Tarea A: Según el fragmento citado, ¿qué quiere hacer ahora la alcaldesa con los indigentes?

━━━ Fragmento citado

A veces, la
historia se repite y el presente nos recuerda sucesos ya pasados. Llevamos años
oyendo hablar de deuda pública, de privatización de bienes y servicios, y el
modo de afrontar la llamada crisis. Sí, el modo en singular; porque parece que
sólo hubiera un único modo de hacer estas cosas. Si la historia sirve para algo
(además del placer de conocerla y analizarla, que no es poco), debería ser para
reconocer cuáles han sido los errores y tratar de evitarlos. Los
acontecimientos históricos –por el hecho de haberse producido ya hace algún
tiempo– nos permiten tener una visión amplia de los mismos, de las circunstancias,
poder hacer un análisis crítico; y, así, aprender de la experiencia. Hoy en día
nos hemos hecho expertos y esclavos de la tecnología, de la economía... (de la
ciencia ¡no!); pero además nos hemos hecho analfabetos de la experiencia
humana, del arte, del pensamiento abstracto, del placer del conocimiento, de
los valores que no se miden en dinero. A veces, no sabemos qué hacer o qué
decir, y eso que tenemos libertad de expresar lo que queramos y hasta podemos
decir las cosas en inglés –mal que bien– como la alcaldesa de la capital de la Marca
España®, que tiene su ayuntamiento cerca de la estación de metro
"Vodafone Sol" y que ahora quiere poner multas a los indigentes
porque afean Madrid... ¡eso sí que es feo!

━━━━━━
━━━ Filas de datos

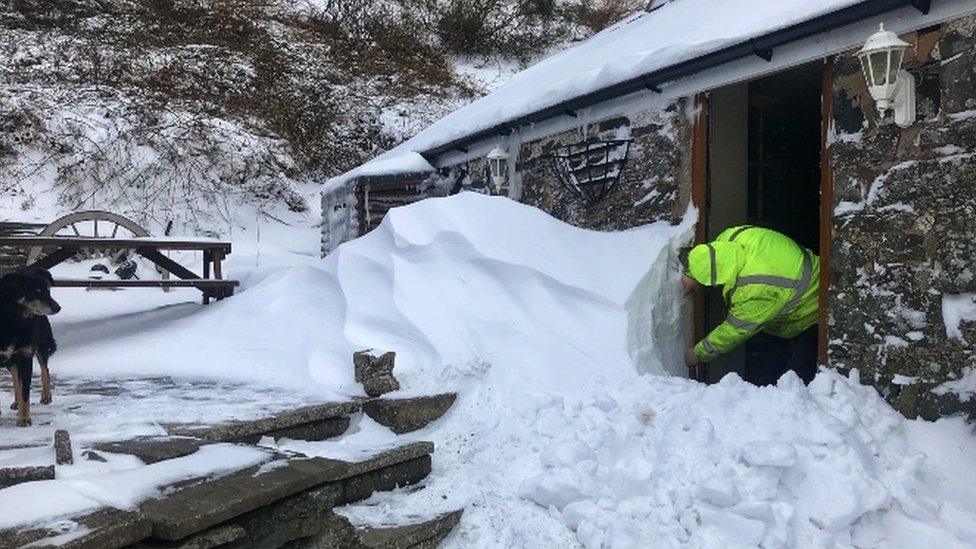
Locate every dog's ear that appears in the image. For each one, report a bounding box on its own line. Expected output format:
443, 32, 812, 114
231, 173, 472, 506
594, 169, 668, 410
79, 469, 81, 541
0, 273, 27, 291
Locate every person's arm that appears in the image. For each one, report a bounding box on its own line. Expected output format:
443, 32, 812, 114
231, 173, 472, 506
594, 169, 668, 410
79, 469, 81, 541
695, 288, 792, 362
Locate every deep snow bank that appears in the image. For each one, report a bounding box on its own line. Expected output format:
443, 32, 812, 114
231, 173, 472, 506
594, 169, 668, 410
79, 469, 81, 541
324, 364, 976, 549
53, 193, 694, 394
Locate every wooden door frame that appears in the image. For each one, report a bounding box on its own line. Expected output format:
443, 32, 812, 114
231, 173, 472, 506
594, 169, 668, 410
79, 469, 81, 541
689, 92, 708, 382
691, 56, 836, 376
817, 56, 836, 366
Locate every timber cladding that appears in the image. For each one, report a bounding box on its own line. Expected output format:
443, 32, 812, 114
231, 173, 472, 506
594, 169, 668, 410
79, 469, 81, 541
827, 17, 976, 419
355, 174, 429, 235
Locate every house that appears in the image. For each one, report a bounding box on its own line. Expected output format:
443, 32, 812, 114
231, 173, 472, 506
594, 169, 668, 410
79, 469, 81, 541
323, 0, 976, 418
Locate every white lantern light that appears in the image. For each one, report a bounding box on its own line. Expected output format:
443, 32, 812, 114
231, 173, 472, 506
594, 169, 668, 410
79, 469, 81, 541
857, 23, 915, 128
488, 147, 508, 193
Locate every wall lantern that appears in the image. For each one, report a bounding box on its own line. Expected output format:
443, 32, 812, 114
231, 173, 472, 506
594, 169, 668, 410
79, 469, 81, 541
488, 147, 508, 193
857, 23, 915, 128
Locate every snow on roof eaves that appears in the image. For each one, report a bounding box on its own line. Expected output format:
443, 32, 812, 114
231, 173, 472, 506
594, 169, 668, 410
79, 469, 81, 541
381, 0, 872, 158
340, 0, 928, 186
323, 150, 434, 192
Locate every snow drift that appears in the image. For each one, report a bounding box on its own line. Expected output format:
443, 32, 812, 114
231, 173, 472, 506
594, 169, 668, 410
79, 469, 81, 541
60, 193, 693, 394
47, 194, 976, 548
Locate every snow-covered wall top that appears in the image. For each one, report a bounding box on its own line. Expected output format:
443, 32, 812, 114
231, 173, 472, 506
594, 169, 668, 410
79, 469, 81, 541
346, 0, 858, 172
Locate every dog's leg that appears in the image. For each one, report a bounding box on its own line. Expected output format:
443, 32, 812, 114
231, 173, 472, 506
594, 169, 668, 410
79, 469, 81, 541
14, 357, 34, 427
37, 356, 54, 404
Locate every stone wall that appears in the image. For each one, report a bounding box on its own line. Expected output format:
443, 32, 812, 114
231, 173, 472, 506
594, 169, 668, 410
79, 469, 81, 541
828, 18, 976, 419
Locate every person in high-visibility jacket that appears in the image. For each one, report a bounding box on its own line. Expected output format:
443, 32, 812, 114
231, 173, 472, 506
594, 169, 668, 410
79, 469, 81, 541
682, 225, 820, 383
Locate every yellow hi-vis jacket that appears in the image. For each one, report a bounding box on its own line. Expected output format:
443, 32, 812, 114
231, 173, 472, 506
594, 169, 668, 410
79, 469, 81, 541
688, 225, 820, 362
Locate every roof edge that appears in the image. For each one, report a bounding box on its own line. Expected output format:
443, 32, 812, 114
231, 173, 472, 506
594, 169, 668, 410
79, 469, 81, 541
418, 0, 932, 161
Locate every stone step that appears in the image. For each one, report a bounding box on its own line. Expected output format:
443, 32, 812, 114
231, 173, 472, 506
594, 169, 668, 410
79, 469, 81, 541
142, 442, 434, 546
363, 393, 457, 435
0, 508, 152, 549
0, 442, 434, 549
91, 437, 212, 465
356, 509, 463, 549
164, 402, 361, 444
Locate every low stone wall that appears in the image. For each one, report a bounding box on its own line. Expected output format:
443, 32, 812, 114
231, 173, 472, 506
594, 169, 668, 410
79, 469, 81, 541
828, 18, 976, 419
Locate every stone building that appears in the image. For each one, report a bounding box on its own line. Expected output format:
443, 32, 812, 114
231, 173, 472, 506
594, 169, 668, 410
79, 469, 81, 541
323, 0, 976, 418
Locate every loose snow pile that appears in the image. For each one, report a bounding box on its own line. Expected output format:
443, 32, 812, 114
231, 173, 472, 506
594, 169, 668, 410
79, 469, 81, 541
30, 194, 976, 548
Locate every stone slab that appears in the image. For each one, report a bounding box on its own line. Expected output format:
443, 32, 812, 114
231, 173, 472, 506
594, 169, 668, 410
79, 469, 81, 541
164, 402, 361, 443
356, 509, 463, 549
54, 429, 75, 465
132, 524, 247, 549
142, 442, 434, 541
352, 350, 400, 397
363, 393, 457, 435
0, 508, 151, 549
258, 416, 349, 444
231, 483, 342, 548
342, 455, 431, 504
0, 465, 54, 488
92, 437, 209, 465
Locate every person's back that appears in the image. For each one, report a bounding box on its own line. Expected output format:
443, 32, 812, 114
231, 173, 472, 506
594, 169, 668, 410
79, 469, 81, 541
687, 226, 820, 381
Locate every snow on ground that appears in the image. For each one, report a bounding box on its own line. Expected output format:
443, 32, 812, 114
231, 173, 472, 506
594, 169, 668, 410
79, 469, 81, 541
0, 193, 976, 548
43, 193, 687, 398
0, 444, 270, 534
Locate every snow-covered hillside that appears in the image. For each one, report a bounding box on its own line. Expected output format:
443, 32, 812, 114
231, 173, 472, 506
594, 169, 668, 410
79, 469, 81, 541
40, 193, 976, 548
0, 0, 608, 238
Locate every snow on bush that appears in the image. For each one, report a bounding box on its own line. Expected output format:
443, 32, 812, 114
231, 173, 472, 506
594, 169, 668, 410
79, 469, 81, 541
0, 88, 309, 234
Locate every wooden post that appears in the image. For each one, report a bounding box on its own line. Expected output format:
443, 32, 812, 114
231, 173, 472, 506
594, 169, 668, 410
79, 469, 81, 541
817, 56, 835, 366
691, 93, 708, 382
201, 250, 213, 305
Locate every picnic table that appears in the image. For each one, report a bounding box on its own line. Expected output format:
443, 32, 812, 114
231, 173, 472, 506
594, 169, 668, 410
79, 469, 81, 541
0, 236, 240, 303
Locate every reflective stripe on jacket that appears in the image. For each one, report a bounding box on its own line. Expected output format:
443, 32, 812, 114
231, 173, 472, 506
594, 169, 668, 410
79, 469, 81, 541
688, 225, 820, 362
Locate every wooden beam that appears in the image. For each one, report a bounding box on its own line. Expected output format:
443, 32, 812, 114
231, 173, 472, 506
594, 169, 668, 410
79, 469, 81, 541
691, 93, 708, 382
136, 248, 200, 280
817, 56, 835, 366
53, 278, 240, 289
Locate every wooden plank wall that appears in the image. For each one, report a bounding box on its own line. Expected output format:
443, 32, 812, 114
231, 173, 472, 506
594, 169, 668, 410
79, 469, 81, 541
356, 178, 427, 236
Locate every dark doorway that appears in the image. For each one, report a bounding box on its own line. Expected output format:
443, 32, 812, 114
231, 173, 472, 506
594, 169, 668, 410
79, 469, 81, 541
705, 63, 823, 383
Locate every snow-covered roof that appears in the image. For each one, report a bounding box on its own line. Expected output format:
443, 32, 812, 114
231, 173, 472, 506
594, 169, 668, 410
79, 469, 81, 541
334, 0, 862, 180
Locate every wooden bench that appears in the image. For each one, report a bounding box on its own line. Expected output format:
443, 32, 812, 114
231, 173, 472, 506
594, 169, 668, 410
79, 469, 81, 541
0, 236, 240, 303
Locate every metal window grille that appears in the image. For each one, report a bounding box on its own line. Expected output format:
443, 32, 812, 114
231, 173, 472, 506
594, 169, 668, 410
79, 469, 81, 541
552, 139, 632, 204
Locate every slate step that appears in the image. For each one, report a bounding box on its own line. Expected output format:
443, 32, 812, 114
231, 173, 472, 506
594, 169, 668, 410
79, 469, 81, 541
363, 393, 457, 435
0, 442, 434, 549
164, 402, 361, 444
0, 508, 152, 549
356, 509, 463, 549
282, 510, 462, 549
141, 442, 434, 546
91, 437, 211, 465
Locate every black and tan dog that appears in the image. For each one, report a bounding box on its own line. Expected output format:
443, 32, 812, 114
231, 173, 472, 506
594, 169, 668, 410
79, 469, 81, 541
0, 269, 61, 427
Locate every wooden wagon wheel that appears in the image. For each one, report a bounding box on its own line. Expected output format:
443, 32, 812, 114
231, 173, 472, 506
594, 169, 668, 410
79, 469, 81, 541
27, 210, 169, 278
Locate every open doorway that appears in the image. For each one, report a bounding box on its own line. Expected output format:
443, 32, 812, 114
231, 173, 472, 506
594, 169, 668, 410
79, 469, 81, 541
705, 63, 823, 383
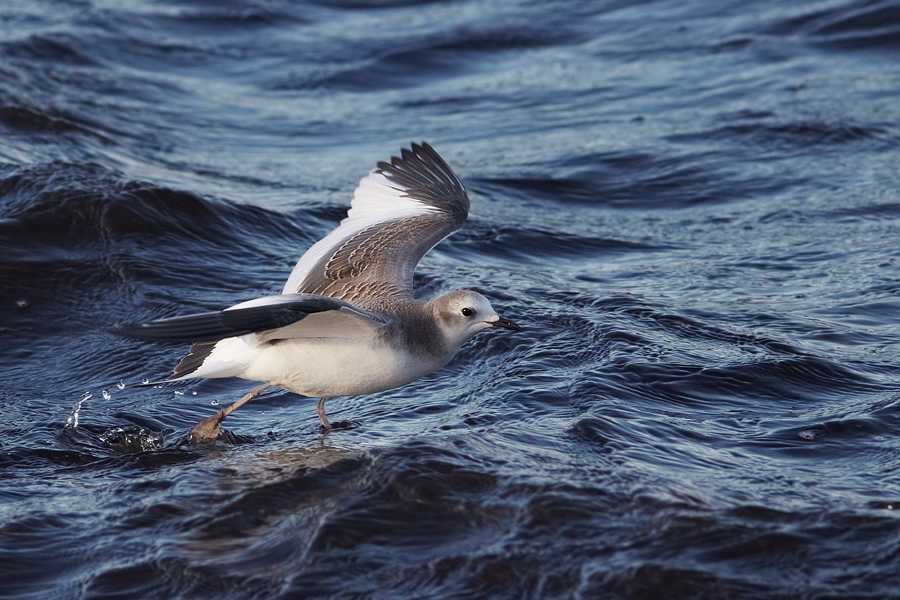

━━━━━━

Tarea B: Devuelve como lista JSON de cadenas, una por línea y sin las líneas en blanco, todo lo que hay en las filas desde la línea que contiene "Locate every wooden post" hasta la que contiene "201, 250, 213, 305", ambas incluidas.

Resultado A: Quiere ponerles multas.

Resultado B:
[
  "Locate every wooden post that appears in the image. For each one, report a bounding box on its own line. Expected output format:",
  "443, 32, 812, 114",
  "231, 173, 472, 506",
  "594, 169, 668, 410",
  "79, 469, 81, 541",
  "817, 56, 835, 366",
  "691, 93, 708, 382",
  "201, 250, 213, 305"
]